▶ JOB A
In the court order excerpt, how did the Eleventh Circuit dispose of Plaintiff's appeal?
▶ JOB B
State how many lines of the entries contain the string "camera", treating uppercase and lowercase as different. Give only the number.

BEGIN PAGE EXCERPT

Moreover, even if the Court were inclined to consider Plaintiff’s indigence, his
financial status could not justify a denial of all costs. In this Circuit, “[e]ven in those rare
circumstances where the non‐prevailing partyʹs financial circumstances are considered in
determining the amount of costs to be awarded, a court may not decline to award any
costs at all.”8 Thus, the Court cannot grant Plaintiff’s request to deny all costs.
Second, Plaintiff argues than an award of costs at this juncture is premature because
his appeal is still pending before the Eleventh Circuit. The Court does have discretion to
postpone an award of costs pending resolution of the case on appeal.9 Since filing his
Objection, however, the Eleventh Circuit has dismissed Plaintiff’s appeal as frivolous.10 In
light of this recent event as well as this Court’s initial denial of Plaintiff’s motions to
proceed IFP on appeal, the Court sees no reason to defer taxation of costs in this case.

END PAGE EXCERPT
BEGIN EXTRACTED ENTRIES

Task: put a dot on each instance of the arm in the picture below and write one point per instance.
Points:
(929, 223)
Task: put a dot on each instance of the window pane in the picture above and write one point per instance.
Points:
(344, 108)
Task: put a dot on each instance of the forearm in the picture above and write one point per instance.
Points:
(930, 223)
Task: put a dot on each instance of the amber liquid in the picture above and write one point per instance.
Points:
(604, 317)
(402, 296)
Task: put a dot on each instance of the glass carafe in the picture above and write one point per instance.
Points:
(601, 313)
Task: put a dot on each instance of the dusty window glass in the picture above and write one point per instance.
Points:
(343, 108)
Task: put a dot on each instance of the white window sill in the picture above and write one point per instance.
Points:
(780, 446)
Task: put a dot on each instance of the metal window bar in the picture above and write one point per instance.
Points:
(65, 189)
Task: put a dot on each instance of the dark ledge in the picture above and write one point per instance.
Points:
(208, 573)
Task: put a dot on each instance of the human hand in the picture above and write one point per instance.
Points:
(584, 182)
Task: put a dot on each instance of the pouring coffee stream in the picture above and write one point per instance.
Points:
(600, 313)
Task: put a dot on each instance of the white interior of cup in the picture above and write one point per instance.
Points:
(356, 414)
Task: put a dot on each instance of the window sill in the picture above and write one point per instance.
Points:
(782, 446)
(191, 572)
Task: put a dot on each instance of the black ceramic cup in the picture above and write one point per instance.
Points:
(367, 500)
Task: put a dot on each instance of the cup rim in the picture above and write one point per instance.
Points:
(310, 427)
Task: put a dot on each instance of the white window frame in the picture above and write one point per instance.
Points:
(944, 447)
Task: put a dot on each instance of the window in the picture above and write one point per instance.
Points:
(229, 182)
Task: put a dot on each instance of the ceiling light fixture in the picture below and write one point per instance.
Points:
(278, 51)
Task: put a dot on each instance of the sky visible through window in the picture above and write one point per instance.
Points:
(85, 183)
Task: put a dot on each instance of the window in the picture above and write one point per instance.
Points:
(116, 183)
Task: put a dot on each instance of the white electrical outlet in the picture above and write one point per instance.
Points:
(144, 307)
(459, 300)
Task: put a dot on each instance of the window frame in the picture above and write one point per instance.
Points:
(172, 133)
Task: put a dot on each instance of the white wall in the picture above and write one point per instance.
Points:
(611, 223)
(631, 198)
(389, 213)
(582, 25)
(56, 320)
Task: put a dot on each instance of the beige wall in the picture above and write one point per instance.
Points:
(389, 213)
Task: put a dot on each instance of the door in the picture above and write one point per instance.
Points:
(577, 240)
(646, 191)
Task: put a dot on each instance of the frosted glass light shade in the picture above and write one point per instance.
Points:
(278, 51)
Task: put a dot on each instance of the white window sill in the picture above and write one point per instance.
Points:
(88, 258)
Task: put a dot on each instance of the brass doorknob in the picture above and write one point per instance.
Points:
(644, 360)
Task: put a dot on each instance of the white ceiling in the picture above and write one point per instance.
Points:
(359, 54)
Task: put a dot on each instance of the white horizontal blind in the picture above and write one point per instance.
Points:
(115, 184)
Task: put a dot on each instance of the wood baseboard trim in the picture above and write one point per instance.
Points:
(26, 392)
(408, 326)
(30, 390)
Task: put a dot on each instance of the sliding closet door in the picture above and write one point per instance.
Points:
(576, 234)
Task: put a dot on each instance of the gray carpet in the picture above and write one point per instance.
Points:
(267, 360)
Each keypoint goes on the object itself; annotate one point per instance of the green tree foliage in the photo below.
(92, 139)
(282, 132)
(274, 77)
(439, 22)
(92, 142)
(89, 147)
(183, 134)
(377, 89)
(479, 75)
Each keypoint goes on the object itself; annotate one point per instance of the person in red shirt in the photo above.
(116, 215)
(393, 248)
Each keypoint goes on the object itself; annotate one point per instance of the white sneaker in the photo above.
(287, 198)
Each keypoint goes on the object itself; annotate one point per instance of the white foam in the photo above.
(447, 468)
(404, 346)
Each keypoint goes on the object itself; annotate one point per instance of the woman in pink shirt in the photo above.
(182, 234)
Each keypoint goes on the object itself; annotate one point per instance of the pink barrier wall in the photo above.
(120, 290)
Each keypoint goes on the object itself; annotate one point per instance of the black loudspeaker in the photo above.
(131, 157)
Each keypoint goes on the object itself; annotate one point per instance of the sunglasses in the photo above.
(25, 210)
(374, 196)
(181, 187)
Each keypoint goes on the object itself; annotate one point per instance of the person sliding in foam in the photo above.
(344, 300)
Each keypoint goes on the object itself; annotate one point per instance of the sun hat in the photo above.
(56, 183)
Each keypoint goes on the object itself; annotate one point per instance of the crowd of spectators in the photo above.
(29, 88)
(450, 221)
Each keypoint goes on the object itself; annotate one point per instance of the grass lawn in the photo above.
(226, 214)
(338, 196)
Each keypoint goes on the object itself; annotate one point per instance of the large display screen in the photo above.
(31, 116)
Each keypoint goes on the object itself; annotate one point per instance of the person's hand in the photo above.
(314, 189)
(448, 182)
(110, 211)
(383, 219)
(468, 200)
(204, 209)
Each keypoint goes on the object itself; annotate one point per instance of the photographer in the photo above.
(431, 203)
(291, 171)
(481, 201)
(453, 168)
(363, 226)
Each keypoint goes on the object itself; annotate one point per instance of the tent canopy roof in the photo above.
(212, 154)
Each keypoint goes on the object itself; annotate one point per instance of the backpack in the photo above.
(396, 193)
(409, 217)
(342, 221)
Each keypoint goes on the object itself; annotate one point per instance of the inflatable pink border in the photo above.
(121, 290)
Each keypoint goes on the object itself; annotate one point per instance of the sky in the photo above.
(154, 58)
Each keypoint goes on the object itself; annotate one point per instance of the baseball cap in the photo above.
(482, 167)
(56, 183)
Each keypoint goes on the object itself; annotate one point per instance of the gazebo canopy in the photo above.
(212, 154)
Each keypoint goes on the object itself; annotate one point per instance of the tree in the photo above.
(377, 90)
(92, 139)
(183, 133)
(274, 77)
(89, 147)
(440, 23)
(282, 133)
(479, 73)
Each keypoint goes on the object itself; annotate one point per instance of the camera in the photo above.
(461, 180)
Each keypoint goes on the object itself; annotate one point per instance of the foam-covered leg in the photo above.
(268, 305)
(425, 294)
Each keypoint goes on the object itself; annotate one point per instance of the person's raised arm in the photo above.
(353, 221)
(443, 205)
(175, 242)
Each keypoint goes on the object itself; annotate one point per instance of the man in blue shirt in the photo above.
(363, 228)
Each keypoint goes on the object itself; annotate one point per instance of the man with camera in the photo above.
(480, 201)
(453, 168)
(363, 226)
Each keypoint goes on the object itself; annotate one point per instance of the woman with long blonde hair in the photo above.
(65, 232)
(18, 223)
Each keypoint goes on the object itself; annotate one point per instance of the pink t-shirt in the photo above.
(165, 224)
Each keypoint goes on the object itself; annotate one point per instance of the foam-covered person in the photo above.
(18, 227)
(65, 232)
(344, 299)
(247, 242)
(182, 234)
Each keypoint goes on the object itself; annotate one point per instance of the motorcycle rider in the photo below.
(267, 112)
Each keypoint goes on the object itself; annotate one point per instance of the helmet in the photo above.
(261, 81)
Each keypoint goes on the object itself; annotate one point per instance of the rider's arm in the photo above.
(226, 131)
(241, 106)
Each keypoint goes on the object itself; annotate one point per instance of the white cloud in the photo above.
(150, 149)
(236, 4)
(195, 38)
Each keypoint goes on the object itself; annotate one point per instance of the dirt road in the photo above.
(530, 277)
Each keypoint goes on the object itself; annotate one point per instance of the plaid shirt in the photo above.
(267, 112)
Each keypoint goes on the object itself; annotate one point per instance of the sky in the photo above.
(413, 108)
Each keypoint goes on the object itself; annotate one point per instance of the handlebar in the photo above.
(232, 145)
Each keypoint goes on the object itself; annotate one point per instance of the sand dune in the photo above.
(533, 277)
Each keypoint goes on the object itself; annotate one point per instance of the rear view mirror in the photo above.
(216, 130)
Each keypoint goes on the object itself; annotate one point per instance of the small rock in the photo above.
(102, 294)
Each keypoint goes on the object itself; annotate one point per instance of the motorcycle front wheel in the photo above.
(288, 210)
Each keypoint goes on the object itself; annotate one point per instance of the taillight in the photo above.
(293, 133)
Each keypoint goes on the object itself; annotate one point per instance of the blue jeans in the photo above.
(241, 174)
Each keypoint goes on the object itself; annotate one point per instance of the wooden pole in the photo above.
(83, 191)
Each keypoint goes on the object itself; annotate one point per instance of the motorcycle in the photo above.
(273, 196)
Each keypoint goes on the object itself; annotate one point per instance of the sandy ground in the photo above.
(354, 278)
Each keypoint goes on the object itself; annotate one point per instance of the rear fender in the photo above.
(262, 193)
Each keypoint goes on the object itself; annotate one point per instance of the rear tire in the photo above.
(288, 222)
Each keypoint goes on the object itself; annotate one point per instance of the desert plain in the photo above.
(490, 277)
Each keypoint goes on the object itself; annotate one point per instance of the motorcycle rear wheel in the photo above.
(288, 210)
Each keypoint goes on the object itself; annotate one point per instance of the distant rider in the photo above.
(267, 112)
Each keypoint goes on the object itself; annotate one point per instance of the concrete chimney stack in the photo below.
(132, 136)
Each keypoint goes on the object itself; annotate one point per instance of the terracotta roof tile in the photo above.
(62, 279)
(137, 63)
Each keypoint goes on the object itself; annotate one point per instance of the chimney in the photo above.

END EXTRACTED ENTRIES

▶ EXPECTED OUTPUT A
The Eleventh Circuit dismissed Plaintiff's appeal as frivolous.

▶ EXPECTED OUTPUT B
2